- **MATERIAL TO PROCESS**
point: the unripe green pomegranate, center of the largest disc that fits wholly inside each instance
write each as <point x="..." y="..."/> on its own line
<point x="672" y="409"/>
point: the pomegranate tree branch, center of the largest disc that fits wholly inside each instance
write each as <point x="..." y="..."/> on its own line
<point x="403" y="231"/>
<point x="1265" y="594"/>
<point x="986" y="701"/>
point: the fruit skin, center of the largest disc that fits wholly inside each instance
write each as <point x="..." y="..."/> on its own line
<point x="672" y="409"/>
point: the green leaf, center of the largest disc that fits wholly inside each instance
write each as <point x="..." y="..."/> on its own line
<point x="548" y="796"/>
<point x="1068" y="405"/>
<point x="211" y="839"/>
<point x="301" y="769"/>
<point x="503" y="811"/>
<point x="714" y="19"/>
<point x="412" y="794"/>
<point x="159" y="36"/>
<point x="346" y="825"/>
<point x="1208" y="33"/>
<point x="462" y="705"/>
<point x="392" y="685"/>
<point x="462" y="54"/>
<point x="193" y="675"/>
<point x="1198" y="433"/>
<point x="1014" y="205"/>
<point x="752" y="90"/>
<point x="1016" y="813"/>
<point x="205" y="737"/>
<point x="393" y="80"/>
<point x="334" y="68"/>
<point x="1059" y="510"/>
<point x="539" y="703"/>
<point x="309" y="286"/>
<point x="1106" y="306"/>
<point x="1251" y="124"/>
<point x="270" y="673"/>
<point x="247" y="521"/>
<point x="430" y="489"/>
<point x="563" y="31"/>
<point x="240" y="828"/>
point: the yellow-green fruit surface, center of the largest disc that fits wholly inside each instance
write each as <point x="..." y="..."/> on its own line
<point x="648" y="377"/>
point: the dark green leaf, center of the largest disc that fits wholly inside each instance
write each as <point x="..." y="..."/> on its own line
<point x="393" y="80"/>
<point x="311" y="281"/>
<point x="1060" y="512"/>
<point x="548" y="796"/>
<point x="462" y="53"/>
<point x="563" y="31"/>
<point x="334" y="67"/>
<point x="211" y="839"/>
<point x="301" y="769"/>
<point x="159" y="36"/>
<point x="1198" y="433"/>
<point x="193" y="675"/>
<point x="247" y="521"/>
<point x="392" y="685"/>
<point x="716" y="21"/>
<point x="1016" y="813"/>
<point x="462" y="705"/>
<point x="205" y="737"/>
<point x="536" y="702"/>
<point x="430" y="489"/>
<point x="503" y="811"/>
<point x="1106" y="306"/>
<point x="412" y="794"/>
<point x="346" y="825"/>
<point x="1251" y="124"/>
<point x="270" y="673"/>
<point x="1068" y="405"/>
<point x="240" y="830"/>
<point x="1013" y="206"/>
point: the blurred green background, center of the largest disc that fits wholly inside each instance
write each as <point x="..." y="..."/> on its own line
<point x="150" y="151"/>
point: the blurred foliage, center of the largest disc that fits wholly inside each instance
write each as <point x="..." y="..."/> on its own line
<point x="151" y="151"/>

- **TASK PROMPT**
Please render all the entries above as a numbered list, one line per item, with any blank lines left out.

- **THE RESULT**
1. point: the unripe green pomegranate, center of the largest disc that fits wholly inside each instance
2. write each as <point x="..." y="..."/> on its own line
3. <point x="672" y="409"/>
4. point: the pomegranate tree branch, center of the largest disc that fits wholly inside each instance
5. write each as <point x="..." y="..."/> on its own line
6. <point x="403" y="231"/>
7. <point x="1265" y="594"/>
8. <point x="986" y="701"/>
9. point: the fruit skin, center of the largest disc that fits wholly inside each instance
10. write each as <point x="..." y="..."/> on its own line
11. <point x="672" y="409"/>
12. point: the green leaf, center of the largest disc that fits wholly inside each instance
13. write each as <point x="..." y="..."/> on its own line
14. <point x="548" y="796"/>
15. <point x="1068" y="405"/>
16. <point x="211" y="839"/>
17. <point x="301" y="769"/>
18. <point x="503" y="811"/>
19. <point x="714" y="19"/>
20. <point x="412" y="794"/>
21. <point x="159" y="36"/>
22. <point x="346" y="825"/>
23. <point x="1208" y="33"/>
24. <point x="462" y="705"/>
25. <point x="392" y="685"/>
26. <point x="462" y="54"/>
27. <point x="193" y="675"/>
28. <point x="1198" y="433"/>
29. <point x="1014" y="205"/>
30. <point x="752" y="90"/>
31. <point x="1016" y="813"/>
32. <point x="205" y="737"/>
33. <point x="393" y="80"/>
34. <point x="334" y="68"/>
35. <point x="1059" y="510"/>
36. <point x="539" y="703"/>
37. <point x="309" y="286"/>
38. <point x="1106" y="306"/>
39. <point x="1251" y="124"/>
40. <point x="270" y="673"/>
41. <point x="247" y="521"/>
42. <point x="430" y="489"/>
43. <point x="563" y="31"/>
44. <point x="240" y="828"/>
45. point: the yellow-green fruit surface, center of the largest disc that fits wholly inside each instance
46. write each as <point x="..." y="..."/> on its own line
47. <point x="648" y="377"/>
48. point: the dark green leaf, center of the largest disc that fits wholly inside each instance
49. write each as <point x="..." y="..."/> on its own line
50. <point x="393" y="80"/>
51. <point x="311" y="281"/>
52. <point x="1060" y="512"/>
53. <point x="548" y="796"/>
54. <point x="462" y="53"/>
55. <point x="563" y="31"/>
56. <point x="334" y="67"/>
57. <point x="211" y="839"/>
58. <point x="301" y="769"/>
59. <point x="159" y="36"/>
60. <point x="1198" y="433"/>
61. <point x="193" y="675"/>
62. <point x="247" y="521"/>
63. <point x="392" y="685"/>
64. <point x="716" y="21"/>
65. <point x="1016" y="813"/>
66. <point x="462" y="705"/>
67. <point x="205" y="737"/>
68. <point x="536" y="702"/>
69. <point x="430" y="489"/>
70. <point x="503" y="811"/>
71. <point x="1106" y="306"/>
72. <point x="412" y="794"/>
73. <point x="346" y="825"/>
74. <point x="1251" y="124"/>
75. <point x="270" y="673"/>
76. <point x="1068" y="405"/>
77. <point x="240" y="830"/>
78. <point x="1013" y="206"/>
79. point: the blurred green background, center of the largest disc that fits wholly inside each instance
80. write each as <point x="..." y="..."/> on its own line
81. <point x="150" y="151"/>
82. point: the blurred foliage, center of the largest disc that fits wholly inside each instance
83. write each as <point x="..." y="..."/> on its own line
84. <point x="151" y="151"/>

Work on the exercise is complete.